SET PROBLEM:
Write out every line of the records below word for word, changing nothing.

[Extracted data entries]
################

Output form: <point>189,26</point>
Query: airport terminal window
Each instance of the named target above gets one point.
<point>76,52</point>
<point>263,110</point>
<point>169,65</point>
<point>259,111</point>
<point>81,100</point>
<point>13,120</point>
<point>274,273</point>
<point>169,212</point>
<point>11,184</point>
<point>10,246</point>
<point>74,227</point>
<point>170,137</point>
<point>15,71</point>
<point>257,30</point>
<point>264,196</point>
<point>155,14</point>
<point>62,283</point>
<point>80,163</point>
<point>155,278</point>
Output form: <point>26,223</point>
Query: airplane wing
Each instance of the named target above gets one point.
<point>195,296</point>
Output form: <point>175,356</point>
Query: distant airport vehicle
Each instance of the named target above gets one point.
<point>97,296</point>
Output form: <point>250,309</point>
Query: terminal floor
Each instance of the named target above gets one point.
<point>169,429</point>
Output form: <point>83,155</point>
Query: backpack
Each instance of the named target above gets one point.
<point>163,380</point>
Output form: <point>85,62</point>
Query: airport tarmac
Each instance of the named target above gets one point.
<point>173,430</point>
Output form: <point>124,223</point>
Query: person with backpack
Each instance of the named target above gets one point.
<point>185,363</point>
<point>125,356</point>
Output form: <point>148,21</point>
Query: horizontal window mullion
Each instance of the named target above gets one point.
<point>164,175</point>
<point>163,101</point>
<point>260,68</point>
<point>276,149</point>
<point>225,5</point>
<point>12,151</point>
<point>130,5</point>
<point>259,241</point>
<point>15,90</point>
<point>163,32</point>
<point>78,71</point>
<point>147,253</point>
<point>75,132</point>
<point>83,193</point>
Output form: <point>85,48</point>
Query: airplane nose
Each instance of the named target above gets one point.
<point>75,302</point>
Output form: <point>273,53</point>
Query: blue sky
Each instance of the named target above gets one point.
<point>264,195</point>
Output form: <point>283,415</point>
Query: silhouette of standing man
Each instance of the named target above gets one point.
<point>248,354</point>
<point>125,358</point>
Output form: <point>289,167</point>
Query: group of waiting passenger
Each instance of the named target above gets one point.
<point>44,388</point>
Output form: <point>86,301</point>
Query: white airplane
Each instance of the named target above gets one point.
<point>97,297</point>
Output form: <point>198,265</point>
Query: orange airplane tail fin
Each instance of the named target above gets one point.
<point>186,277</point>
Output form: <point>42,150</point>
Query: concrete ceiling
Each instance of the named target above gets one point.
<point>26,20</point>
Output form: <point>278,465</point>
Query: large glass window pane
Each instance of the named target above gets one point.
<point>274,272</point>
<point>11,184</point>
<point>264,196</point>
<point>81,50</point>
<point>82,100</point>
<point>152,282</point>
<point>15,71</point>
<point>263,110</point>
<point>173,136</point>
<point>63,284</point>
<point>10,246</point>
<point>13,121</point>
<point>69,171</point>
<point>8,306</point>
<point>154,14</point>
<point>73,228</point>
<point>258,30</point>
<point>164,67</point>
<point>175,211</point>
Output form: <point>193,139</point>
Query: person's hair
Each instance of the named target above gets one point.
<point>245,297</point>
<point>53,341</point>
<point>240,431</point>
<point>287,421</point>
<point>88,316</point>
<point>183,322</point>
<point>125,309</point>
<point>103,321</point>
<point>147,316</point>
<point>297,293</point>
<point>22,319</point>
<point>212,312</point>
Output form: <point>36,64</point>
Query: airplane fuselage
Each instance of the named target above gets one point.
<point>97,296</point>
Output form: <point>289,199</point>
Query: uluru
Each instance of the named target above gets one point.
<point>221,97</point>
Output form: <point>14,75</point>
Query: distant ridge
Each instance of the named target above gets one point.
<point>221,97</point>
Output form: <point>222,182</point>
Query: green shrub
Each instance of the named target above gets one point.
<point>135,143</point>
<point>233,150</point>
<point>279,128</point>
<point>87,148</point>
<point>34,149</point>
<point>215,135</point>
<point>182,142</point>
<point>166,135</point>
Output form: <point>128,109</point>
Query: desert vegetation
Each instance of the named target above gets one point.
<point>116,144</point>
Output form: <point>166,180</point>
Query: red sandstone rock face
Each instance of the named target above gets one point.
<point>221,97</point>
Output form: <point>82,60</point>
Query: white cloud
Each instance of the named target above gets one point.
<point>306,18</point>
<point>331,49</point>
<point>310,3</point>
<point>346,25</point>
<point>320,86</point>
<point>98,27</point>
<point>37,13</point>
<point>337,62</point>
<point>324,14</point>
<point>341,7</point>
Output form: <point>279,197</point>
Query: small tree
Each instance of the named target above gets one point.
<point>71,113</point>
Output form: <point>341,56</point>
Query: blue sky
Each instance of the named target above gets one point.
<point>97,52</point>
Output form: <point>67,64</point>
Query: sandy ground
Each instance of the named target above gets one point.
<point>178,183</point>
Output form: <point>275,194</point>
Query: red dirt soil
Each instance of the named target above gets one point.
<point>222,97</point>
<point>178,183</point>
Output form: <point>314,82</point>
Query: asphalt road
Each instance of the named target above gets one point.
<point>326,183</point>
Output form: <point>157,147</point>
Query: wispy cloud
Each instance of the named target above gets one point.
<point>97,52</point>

################

EXERCISE RESPONSE:
Output form: <point>189,26</point>
Query: airport terminal window
Each instance of the named target above gets one point.
<point>76,52</point>
<point>263,110</point>
<point>169,65</point>
<point>259,111</point>
<point>81,100</point>
<point>13,120</point>
<point>274,273</point>
<point>169,212</point>
<point>11,184</point>
<point>10,246</point>
<point>74,227</point>
<point>170,137</point>
<point>15,71</point>
<point>257,30</point>
<point>264,196</point>
<point>155,14</point>
<point>62,283</point>
<point>80,163</point>
<point>155,278</point>
Output form: <point>26,223</point>
Query: airplane wing
Each instance of the named target above gets one point.
<point>195,296</point>
Output form: <point>175,356</point>
Query: distant airport vehicle
Each instance of the named target above gets one point.
<point>97,296</point>
Output form: <point>250,309</point>
Query: terminal floor
Each instance of the named target above gets one point.
<point>169,429</point>
Output form: <point>83,155</point>
Query: backpack
Each instance of the named target above gets one point.
<point>163,380</point>
Output form: <point>85,62</point>
Query: airport tarmac
Each instance of the named target above gets one point.
<point>173,430</point>
Output form: <point>124,223</point>
Query: person with backpack
Each instance of the named target above gets one point.
<point>185,363</point>
<point>125,356</point>
Output form: <point>148,21</point>
Query: horizontal window mullion
Each instance of the named target above gets one point.
<point>164,175</point>
<point>163,101</point>
<point>260,68</point>
<point>276,149</point>
<point>225,5</point>
<point>12,151</point>
<point>130,5</point>
<point>259,241</point>
<point>15,90</point>
<point>163,32</point>
<point>78,71</point>
<point>147,253</point>
<point>75,132</point>
<point>83,193</point>
Output form: <point>85,48</point>
Query: airplane nose
Each instance of the named target above gets one point.
<point>75,302</point>
Output form: <point>273,53</point>
Query: blue sky
Each instance of the named target above gets one point.
<point>264,195</point>
Output form: <point>283,415</point>
Query: silhouette of standing man
Each instance of the named target above gets one point.
<point>248,354</point>
<point>125,358</point>
Output form: <point>289,167</point>
Query: group of waiting passenger
Each instance of the named target above gets one point.
<point>44,388</point>
Output form: <point>86,301</point>
Query: white airplane
Each instance of the named target above gets one point.
<point>97,297</point>
Output form: <point>198,265</point>
Query: orange airplane tail fin
Each instance of the named target above gets one point.
<point>186,277</point>
Output form: <point>42,150</point>
Query: concrete ceiling
Each instance of the named target above gets one point.
<point>26,20</point>
Output form: <point>278,465</point>
Query: large glass window pane
Each instance of the named target above gets one point.
<point>274,272</point>
<point>11,184</point>
<point>264,196</point>
<point>81,50</point>
<point>82,100</point>
<point>152,282</point>
<point>15,71</point>
<point>263,110</point>
<point>173,136</point>
<point>63,284</point>
<point>10,246</point>
<point>13,121</point>
<point>69,171</point>
<point>8,306</point>
<point>154,14</point>
<point>73,228</point>
<point>258,30</point>
<point>164,67</point>
<point>175,211</point>
Output form: <point>193,139</point>
Query: person's hair
Each instance of the named target above gets one point.
<point>245,297</point>
<point>53,341</point>
<point>240,431</point>
<point>287,421</point>
<point>88,316</point>
<point>183,322</point>
<point>125,309</point>
<point>103,321</point>
<point>147,316</point>
<point>297,293</point>
<point>22,319</point>
<point>212,312</point>
Output form: <point>36,64</point>
Query: airplane fuselage
Each instance of the named target above gets one point.
<point>97,296</point>
Output form: <point>289,199</point>
Query: uluru
Each instance of the named target above gets one point.
<point>221,97</point>
Output form: <point>14,75</point>
Query: distant ridge
Each instance of the named target above gets one point.
<point>221,97</point>
Output form: <point>222,182</point>
Query: green shrub
Each instance of the named target above gets one point.
<point>135,143</point>
<point>233,150</point>
<point>279,128</point>
<point>87,148</point>
<point>34,149</point>
<point>215,135</point>
<point>182,142</point>
<point>166,135</point>
Output form: <point>128,109</point>
Query: desert vegetation
Each instance of the named target above gets one point.
<point>116,144</point>
Output form: <point>166,180</point>
Query: red sandstone rock face
Each instance of the named target above gets one point.
<point>221,97</point>
Output form: <point>82,60</point>
Query: white cloud
Each instance of the named target above gets one point.
<point>306,18</point>
<point>331,49</point>
<point>310,3</point>
<point>346,25</point>
<point>320,86</point>
<point>98,27</point>
<point>37,13</point>
<point>337,62</point>
<point>324,14</point>
<point>341,7</point>
Output form: <point>279,197</point>
Query: small tree
Each instance of the named target above gets one point.
<point>71,113</point>
Output form: <point>341,56</point>
Query: blue sky
Each instance of the named target above gets one point.
<point>97,52</point>
Output form: <point>67,64</point>
Query: sandy ground
Each instance of the named target above gets one point.
<point>178,183</point>
Output form: <point>275,194</point>
Query: red dirt soil
Each instance of the named target above gets one point.
<point>222,97</point>
<point>178,183</point>
Output form: <point>314,82</point>
Query: asphalt road
Each instance of the named target above gets one point.
<point>326,183</point>
Output form: <point>157,147</point>
Query: wispy cloud
Each instance of the named target above gets one point.
<point>97,52</point>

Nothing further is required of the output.